• EXERCISE OBJECTIVE: Please repeat all the entries. Nothing may differ.

***** TASK INPUTS

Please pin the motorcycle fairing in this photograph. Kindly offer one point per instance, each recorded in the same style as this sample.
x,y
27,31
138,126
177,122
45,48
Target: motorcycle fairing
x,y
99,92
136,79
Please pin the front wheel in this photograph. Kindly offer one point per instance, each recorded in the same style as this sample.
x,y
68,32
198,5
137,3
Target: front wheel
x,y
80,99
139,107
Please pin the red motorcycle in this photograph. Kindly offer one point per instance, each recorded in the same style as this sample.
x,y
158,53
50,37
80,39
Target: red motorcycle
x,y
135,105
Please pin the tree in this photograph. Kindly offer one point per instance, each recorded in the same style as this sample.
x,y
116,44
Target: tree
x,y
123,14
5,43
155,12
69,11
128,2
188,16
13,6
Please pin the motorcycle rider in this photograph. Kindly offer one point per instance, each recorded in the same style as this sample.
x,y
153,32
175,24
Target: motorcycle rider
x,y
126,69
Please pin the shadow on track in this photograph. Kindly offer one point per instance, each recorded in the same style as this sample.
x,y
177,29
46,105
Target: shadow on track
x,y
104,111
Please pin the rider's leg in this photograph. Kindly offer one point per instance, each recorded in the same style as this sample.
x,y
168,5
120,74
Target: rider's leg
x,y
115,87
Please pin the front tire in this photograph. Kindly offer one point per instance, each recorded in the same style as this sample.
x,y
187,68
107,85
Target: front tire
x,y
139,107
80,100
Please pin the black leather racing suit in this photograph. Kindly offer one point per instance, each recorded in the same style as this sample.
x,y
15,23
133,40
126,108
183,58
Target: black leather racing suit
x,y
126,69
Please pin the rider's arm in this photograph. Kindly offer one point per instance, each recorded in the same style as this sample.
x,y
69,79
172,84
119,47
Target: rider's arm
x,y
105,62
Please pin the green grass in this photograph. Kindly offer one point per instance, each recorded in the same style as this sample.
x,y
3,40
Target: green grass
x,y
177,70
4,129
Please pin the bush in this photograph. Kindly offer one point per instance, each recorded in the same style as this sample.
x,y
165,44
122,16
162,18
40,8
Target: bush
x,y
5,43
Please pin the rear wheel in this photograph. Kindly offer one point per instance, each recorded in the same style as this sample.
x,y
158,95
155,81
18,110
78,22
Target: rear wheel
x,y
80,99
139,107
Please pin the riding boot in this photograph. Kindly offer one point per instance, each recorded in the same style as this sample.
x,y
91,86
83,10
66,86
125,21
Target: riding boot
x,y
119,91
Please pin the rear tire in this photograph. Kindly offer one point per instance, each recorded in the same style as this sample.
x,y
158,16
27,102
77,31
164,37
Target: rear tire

**********

• WRITTEN REPLY:
Please pin the motorcycle fairing in this photograph. Kindly offer one point per instance, each recorded in the same style as this sample.
x,y
27,31
138,126
177,122
45,48
Target: motorcycle fairing
x,y
99,92
136,79
Please pin the front wheel in this photograph. Kindly offer one point per instance, each recorded in the same style as this sample.
x,y
68,32
198,5
137,3
Target: front wheel
x,y
80,99
139,107
Please pin the red motorcycle in this photograph. Kindly offer one point per instance, each recorded in the same style as this sample.
x,y
158,53
50,37
80,39
Target: red motorcycle
x,y
135,105
Please pin the tree in this photograph. Kindly offer one point per instance, each recorded in the same style as this sample.
x,y
116,44
Target: tree
x,y
123,14
5,43
155,12
69,11
128,2
188,16
13,6
Please pin the motorcycle rider in this photograph. Kindly offer one point per instance, each recorded in the same style as this sample.
x,y
153,32
175,24
Target: motorcycle rider
x,y
126,69
Please pin the shadow on track in this photograph. Kindly offer one point per instance, each recorded in the same style as this sample.
x,y
177,29
46,105
Target: shadow on track
x,y
104,111
Please pin the rider's leg in this photograph. Kindly offer one point per instance, each recorded in the same style as this sample.
x,y
168,5
120,74
Target: rider's leg
x,y
115,87
Please pin the front tire in this photograph. Kindly offer one point per instance, each recorded in the same style as this sample.
x,y
187,68
107,85
Target: front tire
x,y
139,107
80,100
Please pin the black leather racing suit in this photograph. Kindly offer one point per instance, each recorded in the same style as this sample.
x,y
15,23
133,40
126,108
183,58
Target: black leather racing suit
x,y
126,69
Please pin the rider's arm in this photograph. Kindly offer one point per instance, each recorded in the same style as this sample.
x,y
69,79
172,84
119,47
Target: rider's arm
x,y
105,62
Please pin the green grass in this photograph. Kindly offer one point per instance, each recorded in the same style as this sample.
x,y
3,40
Target: green grass
x,y
177,70
4,129
Please pin the bush in this photograph. Kindly offer one point per instance, each recorded in the same style as this sample.
x,y
165,44
122,16
162,18
40,8
Target: bush
x,y
5,43
Please pin the rear wheel in this photograph. Kindly offer one point per instance, each recorded in the same style as this sample.
x,y
158,95
155,81
18,110
78,22
Target: rear wheel
x,y
80,99
139,107
Please pin the riding boot in this photograph. Kindly offer one point per instance, each recorded in the same style as this sample.
x,y
91,86
83,10
66,86
125,21
Target: riding boot
x,y
119,91
Please pin the rear tire in this photograph. Kindly offer one point per instance, each recorded in the same style as this sample.
x,y
158,16
27,102
77,31
164,37
Target: rear tire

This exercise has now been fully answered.